## Teks Kutipan

**********

Alokasi Dana dan Tantangan Program Pendidikan Kesetaraan Tingkat Desa (PAKADES) Kabupaten Tangerang

Penulis: Tia Indriani Ningsih (Mahasiswa PBI UNIMAR Angkatan 2022)

Dinas Pendidikan Kabupaten Tangerang, Provinsi Banten mencatat bahwa sepanjang tahun ajaran 2022-2023 sebanyak 21 ribuan lebih siswa jenjang SD hingga SMP di daerah itu putus sekolah dengan berbagai alasan. Berdasarkan data Pusat Data dan Teknologi Informasi (Pusdatin) sampai dengan Oktober 2023, jumlah peserta didik yang dinyatakan DO atau lulus tidak melanjutkan di Kabupaten Tangerang mencapai 21.829 peserta didik. Seluruh anak Indonesia hendaknya mengembangkan potensi, minat, dan bakatnya agar dapat menjadi penerus bangsa dan masyarakat yang mampu secara intelektual dan berpotensi memimpin bangsa. Anak Indonesia berhak mendapatkan pendidikan yang dapat membantu mengembangkan keterampilan dan mengubah keadaan yang membawanya ke arah yang lebih baik.  Namun, banyak faktor yang akhirnya menyebabkan anak-anak Indonesia putus sekolah.

**********

## Tugas
(A) Menurut kutipan tentang putus sekolah, berapa jumlah peserta didik di Kabupaten Tangerang yang dinyatakan DO atau lulus tidak melanjutkan sampai Oktober 2023?
(B) Kembalikan bagian kutipan tentang putus sekolah tanpa mengubahnya, dimulai dengan "Alokasi Dana dan" dan terus sampai "UNIMAR Angkatan 2022)".
Daftar di bawah ini tidak berkaitan dengan kutipan tentang putus sekolah.

**********

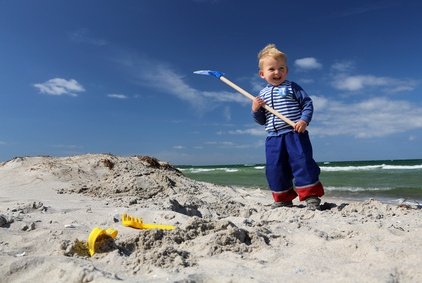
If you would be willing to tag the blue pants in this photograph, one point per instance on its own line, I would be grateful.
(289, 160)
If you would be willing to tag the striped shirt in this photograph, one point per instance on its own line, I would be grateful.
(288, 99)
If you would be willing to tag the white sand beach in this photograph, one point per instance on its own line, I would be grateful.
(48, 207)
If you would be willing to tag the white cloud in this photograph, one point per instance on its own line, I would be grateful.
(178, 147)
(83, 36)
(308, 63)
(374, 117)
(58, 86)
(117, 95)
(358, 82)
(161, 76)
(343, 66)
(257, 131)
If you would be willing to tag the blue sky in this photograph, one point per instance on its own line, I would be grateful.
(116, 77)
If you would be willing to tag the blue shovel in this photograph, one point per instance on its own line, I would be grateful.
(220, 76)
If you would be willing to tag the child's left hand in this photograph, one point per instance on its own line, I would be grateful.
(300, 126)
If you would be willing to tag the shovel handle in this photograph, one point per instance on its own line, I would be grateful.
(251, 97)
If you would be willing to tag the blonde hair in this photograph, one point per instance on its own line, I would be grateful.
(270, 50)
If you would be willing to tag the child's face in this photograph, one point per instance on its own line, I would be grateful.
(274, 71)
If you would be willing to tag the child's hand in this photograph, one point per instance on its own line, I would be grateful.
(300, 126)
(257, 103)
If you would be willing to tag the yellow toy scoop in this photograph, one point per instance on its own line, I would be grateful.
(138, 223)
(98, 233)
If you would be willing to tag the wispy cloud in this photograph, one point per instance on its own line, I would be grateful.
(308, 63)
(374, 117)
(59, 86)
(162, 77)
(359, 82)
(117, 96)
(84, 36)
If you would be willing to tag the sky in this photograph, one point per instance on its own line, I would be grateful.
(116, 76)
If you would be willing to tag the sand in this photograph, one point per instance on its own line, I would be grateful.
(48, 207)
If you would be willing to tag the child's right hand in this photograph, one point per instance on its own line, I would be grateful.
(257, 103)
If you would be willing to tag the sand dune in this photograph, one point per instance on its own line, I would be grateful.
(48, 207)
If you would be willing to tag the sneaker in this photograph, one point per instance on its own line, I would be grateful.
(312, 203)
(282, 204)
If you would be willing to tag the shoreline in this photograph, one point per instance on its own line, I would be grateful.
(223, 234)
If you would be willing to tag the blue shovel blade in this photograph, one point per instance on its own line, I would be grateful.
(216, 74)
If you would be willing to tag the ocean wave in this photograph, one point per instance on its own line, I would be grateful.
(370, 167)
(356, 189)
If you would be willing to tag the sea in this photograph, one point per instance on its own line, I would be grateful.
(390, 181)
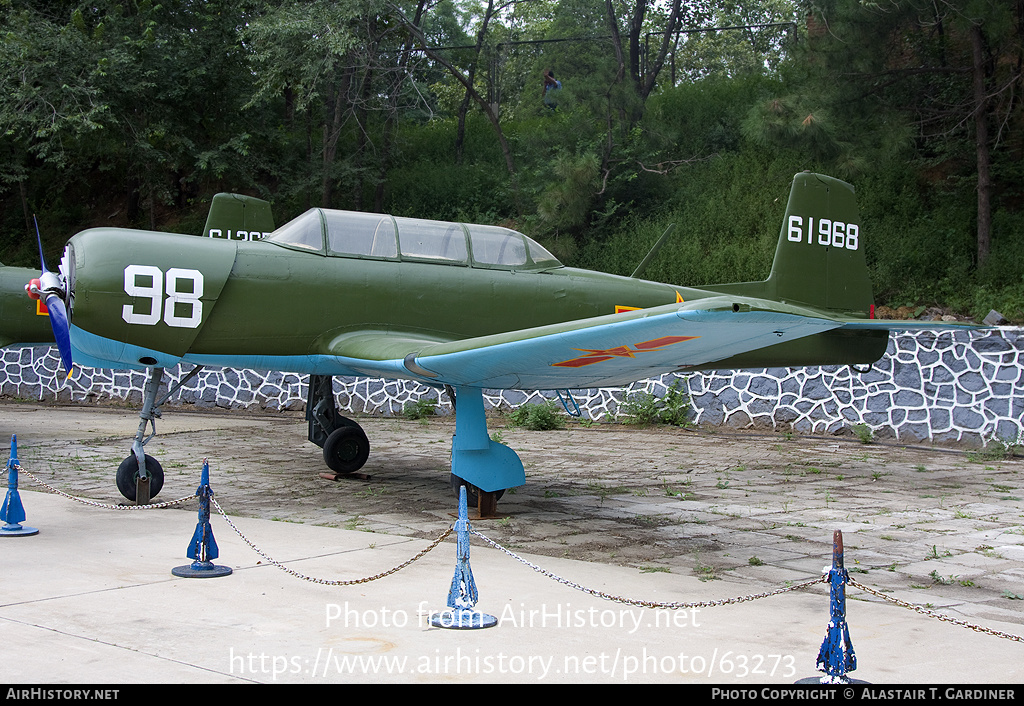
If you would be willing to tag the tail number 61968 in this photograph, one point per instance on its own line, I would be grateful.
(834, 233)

**********

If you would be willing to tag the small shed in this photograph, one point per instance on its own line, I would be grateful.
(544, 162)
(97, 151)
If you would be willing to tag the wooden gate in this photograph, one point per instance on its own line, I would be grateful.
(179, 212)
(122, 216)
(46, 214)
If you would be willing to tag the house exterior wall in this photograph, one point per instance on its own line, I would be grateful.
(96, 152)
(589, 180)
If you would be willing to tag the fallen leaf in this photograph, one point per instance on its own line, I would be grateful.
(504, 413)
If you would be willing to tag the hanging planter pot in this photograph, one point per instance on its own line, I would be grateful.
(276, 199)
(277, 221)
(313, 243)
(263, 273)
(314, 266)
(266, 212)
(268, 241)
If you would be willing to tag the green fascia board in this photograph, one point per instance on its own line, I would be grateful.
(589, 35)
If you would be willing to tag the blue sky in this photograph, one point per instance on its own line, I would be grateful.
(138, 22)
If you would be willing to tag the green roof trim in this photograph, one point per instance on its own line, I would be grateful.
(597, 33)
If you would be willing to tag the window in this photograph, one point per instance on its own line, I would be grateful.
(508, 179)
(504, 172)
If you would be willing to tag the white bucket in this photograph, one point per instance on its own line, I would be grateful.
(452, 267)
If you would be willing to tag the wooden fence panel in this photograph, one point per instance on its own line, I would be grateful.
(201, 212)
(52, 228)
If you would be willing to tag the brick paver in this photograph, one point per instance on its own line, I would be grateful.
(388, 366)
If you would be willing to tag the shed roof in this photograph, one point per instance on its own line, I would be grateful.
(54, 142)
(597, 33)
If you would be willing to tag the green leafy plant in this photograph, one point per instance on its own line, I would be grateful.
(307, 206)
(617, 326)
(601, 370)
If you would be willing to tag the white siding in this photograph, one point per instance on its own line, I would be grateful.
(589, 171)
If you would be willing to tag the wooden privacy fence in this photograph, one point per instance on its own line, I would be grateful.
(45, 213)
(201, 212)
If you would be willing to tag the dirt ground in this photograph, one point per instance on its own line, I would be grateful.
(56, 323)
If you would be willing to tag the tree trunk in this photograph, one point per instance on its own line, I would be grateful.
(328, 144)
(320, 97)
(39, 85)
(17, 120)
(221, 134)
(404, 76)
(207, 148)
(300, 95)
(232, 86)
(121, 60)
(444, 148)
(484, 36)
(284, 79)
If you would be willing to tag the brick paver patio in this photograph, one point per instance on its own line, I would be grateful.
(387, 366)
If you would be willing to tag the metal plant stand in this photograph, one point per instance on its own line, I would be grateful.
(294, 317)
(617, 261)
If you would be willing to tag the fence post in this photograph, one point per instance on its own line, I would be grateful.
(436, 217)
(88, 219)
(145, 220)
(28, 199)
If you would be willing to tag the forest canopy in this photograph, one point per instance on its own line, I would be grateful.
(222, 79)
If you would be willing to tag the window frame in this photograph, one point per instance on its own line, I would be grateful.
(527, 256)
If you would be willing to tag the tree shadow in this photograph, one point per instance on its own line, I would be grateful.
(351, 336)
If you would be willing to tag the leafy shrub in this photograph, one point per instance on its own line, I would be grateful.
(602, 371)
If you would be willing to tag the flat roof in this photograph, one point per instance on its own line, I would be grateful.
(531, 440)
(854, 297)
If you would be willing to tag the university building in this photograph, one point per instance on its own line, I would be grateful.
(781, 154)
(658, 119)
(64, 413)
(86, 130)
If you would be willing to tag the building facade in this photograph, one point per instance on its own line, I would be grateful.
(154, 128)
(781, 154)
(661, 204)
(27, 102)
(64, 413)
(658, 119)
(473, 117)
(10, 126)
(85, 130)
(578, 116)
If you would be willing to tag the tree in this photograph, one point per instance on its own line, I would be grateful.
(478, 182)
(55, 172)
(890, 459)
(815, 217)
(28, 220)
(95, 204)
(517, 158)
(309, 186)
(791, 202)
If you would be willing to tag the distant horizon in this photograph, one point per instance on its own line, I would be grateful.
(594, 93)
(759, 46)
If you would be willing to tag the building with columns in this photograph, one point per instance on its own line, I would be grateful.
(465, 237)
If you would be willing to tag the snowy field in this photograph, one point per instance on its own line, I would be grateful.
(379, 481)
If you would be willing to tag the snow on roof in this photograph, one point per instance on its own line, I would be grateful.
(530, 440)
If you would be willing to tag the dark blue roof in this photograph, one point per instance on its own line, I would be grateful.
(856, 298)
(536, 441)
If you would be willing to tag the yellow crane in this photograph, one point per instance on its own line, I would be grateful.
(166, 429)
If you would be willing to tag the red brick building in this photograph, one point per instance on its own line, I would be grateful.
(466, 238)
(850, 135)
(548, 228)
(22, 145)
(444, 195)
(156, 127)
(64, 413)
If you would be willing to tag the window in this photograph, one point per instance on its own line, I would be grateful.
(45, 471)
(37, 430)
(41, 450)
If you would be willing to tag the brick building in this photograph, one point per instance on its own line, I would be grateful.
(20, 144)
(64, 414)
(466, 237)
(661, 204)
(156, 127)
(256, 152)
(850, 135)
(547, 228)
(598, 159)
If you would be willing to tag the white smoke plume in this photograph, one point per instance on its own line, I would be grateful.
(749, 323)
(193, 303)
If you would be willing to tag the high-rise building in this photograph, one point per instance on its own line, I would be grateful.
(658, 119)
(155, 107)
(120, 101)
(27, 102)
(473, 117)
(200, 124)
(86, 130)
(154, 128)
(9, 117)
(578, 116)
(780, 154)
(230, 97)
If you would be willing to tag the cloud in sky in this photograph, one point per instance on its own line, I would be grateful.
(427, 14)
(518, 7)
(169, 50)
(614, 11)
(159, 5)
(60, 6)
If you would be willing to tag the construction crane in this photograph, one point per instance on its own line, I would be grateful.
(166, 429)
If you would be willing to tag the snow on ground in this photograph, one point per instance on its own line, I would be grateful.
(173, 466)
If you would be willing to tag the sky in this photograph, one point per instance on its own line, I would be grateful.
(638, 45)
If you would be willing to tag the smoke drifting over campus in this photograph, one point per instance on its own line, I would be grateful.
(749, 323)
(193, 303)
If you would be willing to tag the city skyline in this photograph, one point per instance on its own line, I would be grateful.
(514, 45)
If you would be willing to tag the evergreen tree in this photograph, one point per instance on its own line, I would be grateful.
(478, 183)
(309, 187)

**********

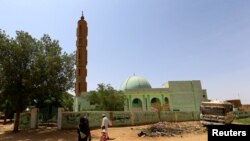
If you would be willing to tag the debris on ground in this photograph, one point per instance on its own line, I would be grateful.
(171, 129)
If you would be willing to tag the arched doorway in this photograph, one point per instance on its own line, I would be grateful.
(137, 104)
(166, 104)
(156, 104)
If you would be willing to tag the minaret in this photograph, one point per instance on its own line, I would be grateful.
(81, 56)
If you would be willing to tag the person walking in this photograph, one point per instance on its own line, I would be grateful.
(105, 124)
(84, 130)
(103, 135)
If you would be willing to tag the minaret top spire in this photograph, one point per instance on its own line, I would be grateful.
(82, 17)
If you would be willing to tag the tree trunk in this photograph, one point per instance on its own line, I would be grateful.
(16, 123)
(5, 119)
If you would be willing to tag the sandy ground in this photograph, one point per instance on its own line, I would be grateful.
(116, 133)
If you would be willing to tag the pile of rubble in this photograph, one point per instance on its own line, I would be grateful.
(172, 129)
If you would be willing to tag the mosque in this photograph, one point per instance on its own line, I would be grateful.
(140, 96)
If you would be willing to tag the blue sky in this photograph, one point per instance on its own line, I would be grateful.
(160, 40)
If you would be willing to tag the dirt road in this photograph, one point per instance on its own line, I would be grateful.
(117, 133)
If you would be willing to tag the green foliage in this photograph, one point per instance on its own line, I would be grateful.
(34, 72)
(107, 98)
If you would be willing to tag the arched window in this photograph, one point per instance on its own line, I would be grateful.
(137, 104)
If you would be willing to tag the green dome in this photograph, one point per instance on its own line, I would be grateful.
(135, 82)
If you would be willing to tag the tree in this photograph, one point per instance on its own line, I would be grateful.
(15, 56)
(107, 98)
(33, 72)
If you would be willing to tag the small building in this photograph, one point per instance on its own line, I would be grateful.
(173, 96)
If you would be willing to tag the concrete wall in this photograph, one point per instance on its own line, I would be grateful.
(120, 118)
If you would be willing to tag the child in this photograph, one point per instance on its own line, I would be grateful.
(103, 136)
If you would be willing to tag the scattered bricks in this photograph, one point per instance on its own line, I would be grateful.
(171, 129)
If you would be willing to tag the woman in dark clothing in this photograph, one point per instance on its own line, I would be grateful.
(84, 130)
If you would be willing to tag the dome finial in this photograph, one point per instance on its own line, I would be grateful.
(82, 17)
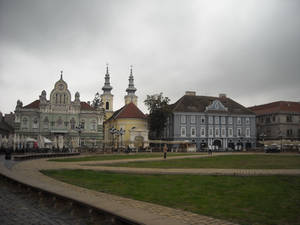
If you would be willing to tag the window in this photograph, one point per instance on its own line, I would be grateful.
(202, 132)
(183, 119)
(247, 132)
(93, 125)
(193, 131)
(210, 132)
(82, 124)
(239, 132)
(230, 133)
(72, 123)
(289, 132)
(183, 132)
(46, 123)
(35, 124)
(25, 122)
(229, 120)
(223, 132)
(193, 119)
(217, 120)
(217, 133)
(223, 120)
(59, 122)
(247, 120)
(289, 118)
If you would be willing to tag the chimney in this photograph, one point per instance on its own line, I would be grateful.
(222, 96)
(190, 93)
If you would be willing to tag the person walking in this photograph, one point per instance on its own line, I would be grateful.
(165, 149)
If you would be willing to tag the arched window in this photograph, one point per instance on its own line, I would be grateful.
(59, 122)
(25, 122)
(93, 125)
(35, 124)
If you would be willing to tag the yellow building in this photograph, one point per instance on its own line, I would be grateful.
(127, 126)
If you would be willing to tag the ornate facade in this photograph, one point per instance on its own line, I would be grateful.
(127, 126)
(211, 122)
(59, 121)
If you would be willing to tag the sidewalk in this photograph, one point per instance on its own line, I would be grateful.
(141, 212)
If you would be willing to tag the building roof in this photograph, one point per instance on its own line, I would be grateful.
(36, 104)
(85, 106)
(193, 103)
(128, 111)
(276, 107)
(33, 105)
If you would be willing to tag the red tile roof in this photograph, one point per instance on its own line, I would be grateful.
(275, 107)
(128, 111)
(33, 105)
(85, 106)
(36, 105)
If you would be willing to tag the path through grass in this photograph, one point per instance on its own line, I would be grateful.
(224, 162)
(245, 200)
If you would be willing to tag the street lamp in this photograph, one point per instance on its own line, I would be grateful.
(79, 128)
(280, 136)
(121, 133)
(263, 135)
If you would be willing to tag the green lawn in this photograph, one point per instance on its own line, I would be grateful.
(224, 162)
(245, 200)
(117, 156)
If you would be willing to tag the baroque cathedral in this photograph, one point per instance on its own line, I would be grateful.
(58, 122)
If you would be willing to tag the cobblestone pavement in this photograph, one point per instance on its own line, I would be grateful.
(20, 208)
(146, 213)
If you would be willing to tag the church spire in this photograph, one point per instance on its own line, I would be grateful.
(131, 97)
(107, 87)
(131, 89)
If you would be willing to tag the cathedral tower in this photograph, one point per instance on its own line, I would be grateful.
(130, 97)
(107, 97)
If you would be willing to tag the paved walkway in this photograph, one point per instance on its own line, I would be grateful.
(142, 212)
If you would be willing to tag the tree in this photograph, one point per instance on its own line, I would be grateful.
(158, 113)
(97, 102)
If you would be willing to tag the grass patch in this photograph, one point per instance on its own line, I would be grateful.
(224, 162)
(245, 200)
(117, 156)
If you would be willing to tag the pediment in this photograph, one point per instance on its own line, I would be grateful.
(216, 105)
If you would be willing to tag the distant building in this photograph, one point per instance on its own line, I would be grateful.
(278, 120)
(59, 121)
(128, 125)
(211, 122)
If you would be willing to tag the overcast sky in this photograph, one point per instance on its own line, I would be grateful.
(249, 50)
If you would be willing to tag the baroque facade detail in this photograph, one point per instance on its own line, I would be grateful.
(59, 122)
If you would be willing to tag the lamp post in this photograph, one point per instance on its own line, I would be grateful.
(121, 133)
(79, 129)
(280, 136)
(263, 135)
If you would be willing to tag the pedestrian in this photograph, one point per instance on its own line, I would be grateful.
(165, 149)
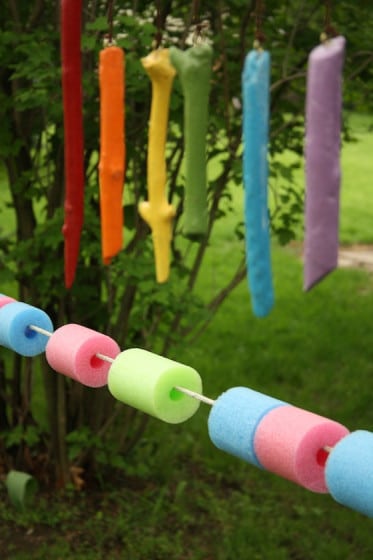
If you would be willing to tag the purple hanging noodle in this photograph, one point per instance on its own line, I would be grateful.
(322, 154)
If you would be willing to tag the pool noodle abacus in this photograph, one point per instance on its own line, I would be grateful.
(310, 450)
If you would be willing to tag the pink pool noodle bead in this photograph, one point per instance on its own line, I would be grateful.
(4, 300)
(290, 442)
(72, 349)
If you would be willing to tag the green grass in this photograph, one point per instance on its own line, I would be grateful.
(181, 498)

**********

## Jawaban
(A) 21.829 peserta didik.

(B)
Alokasi Dana dan Tantangan Program Pendidikan Kesetaraan Tingkat Desa (PAKADES) Kabupaten Tangerang

Penulis: Tia Indriani Ningsih (Mahasiswa PBI UNIMAR Angkatan 2022)